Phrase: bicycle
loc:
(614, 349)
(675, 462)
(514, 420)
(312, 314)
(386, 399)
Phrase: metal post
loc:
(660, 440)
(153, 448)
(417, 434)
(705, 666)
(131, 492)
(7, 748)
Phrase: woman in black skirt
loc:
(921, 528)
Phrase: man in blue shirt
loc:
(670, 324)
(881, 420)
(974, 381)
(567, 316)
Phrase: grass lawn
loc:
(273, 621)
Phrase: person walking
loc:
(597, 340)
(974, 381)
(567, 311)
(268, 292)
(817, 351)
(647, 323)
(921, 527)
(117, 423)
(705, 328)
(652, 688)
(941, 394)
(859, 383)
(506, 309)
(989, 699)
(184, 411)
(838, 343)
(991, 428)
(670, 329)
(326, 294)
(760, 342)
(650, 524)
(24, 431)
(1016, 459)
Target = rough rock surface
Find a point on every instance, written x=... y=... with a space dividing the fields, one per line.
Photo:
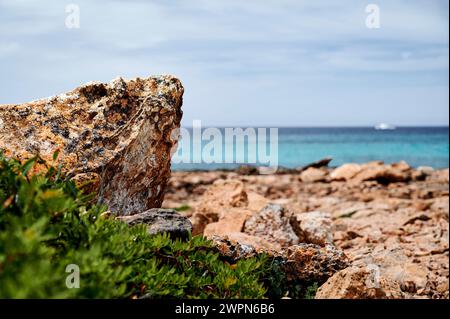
x=159 y=220
x=272 y=224
x=119 y=135
x=312 y=263
x=225 y=206
x=399 y=229
x=313 y=227
x=312 y=175
x=358 y=283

_What to work on_:
What is needed is an exact copy of every entry, with the pictures removed.

_Problem solution_:
Phrase: bicycle
loc:
(614, 349)
(675, 462)
(514, 420)
(312, 314)
(386, 399)
Phrase: metal post
loc:
(660, 440)
(153, 448)
(417, 434)
(705, 666)
(131, 492)
(7, 748)
Phrase: woman in black skirt
loc:
(921, 528)
Phrase: man in blue shirt
loc:
(670, 324)
(881, 420)
(974, 381)
(567, 316)
Phrase: grass lawn
loc:
(273, 621)
Phrase: person walking
loc:
(597, 340)
(974, 381)
(567, 311)
(268, 292)
(817, 351)
(647, 323)
(921, 527)
(117, 423)
(705, 328)
(652, 688)
(941, 394)
(859, 383)
(506, 309)
(989, 699)
(184, 411)
(838, 343)
(991, 428)
(670, 329)
(326, 294)
(760, 342)
(650, 524)
(24, 431)
(1016, 459)
Target = rough rock surface
Find a point on every instance, written x=... y=... with a space dividing the fields, one per line.
Photo:
x=159 y=220
x=272 y=224
x=119 y=135
x=312 y=263
x=225 y=206
x=399 y=229
x=313 y=227
x=312 y=175
x=358 y=283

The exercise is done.